▸ DIRECTIVES:
1. Using the forum thread on gate frames, answer each question briefly.
(a) What size is the cypress pine post that the hinge side will be bolted to?
(b) What size RHS steel gate frames does Bedford think Bunnings has available?
(c) According to Vernonv, what are steel frames less likely to do over time?
2. Resume the forum thread on gate frames after its final sentence.

▸ PASSAGE GIVEN:
□ □ □ □ □

# Forum Home Renovation Fences & Screens  Merbau Gate Frame - steel or timber

## oohsam

Hey guys, 
Im building some gates either side of my house. The hinge side will be bolted to a 100x100 cypress pine post that will be dynabolted into the brick work.  
I was going to make the frame of the gate from treated pine 90x45 and secure together with metal brackets.  
Will this frame for the gate be ok , or do I have to get a steel frame? 
Please advise.  
Regards

----------


## Vernonv

I like steel frames for gates (especially long/big/heavy gates) ... they will last forever and are less likely to drop over time.

----------


## oohsam

Headpin, 
What kind of timber r u speaking of. TP or hardwood?

----------


## oohsam

Problem is, I have no idea where to start working with steel. Unless I get someone to prefab the frame for me. That would be the only solution.

----------


## Bedford

I think Bunnings have 25mm RHS steel gate frames available, not sure how many sizes though. It would be worth a look as the steel one is the better way to go. :Smilie:

----------


## bpj1968

The Bunnings ones come in a range of sizes.  You buy the sides in the height you want and teh bottom/middle and top rails (These can be cut to fit the width needed.  Will cover most sizes you need, but they do work out a bit more expensive.  Have a look in your area for a steel fabricator.  It may not cost that much to have a simple frame welded up.

□ □ □ □ □

(Object pointing dataset entries)
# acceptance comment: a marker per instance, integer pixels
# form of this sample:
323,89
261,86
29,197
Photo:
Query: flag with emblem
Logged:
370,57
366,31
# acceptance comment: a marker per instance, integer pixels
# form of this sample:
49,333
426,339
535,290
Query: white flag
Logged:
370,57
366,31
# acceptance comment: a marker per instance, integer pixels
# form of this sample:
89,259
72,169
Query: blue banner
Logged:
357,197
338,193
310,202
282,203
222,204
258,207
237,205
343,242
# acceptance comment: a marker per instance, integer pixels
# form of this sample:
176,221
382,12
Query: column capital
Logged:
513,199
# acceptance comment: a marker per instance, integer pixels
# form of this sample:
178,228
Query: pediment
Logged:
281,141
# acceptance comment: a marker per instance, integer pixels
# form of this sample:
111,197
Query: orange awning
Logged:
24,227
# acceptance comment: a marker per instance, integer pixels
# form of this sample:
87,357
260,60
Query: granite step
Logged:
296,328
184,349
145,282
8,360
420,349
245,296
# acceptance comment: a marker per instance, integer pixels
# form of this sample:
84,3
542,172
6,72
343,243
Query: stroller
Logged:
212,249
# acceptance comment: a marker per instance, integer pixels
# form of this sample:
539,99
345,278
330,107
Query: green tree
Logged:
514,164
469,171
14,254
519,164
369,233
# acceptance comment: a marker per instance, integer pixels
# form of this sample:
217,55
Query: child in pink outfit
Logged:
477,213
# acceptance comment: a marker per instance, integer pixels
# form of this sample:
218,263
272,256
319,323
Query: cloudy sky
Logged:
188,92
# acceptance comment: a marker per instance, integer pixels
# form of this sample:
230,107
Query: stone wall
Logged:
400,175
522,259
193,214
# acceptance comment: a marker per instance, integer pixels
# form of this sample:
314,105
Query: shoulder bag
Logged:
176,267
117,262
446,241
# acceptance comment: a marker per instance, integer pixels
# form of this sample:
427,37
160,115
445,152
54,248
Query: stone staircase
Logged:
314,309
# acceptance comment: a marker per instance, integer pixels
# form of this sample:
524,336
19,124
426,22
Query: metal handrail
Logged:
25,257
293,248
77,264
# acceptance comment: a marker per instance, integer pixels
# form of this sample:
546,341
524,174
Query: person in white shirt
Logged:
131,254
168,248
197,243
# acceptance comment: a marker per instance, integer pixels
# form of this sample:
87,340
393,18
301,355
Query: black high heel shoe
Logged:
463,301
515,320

□ □ □ □ □

▸ RESULTS FOR THE EXERCISE:
1.
(a) 100x100
(b) 25mm
(c) Drop

2.
----------


## Bloss

A well made timber gate (with bracing going the correct way - from top corner to bottom hinge for timber!) will last a long time, but not always an easy job for DIY. Steel DIY kits as described (from Bunnies etc) work well and although higher cost to start with will give a more certain result. Putting on the boards is juts a matter of pre-drilling and using screws for fixing to metal.  :2thumbsup:

----------


## oohsam

Thanks guys, will go with the bunnies for the frame. 
I want the gate to be flush when it closes, which means the hinge will need to be mounted on the front side of the post instead of the inside of the post. Is this going to be ok? 
Also, will screws be ok to go into the metal gate frame? or will i need to weld?  
Cheers

----------


## oohsam

I went with steel from bunnies. They had the kit ones, but they only go to a max of 1 meter wide. I needed 1300 so I had to buy the pices indvidually. They are a massive pain in the a### to put together let me tell you..... 
The pices slot into each other, as they have pressed the joining ends. However, these presses are pretty dodgey, and once you put sleeve in its damn near imposible to get back out if you want to do a dry run. It almost killed me getting the pieces out. but I got it done eventually.  
When they are all together, its a top fit, but the process took me about 2 hours in total, from cuttign to fitting and mounting.

----------


## Terrian

> I went with steel from bunnies. They had the kit ones, but they only go to a max of 1 meter wide. I needed 1300 so I had to buy the pices indvidually. They are a massive pain in the a### to put together let me tell you.....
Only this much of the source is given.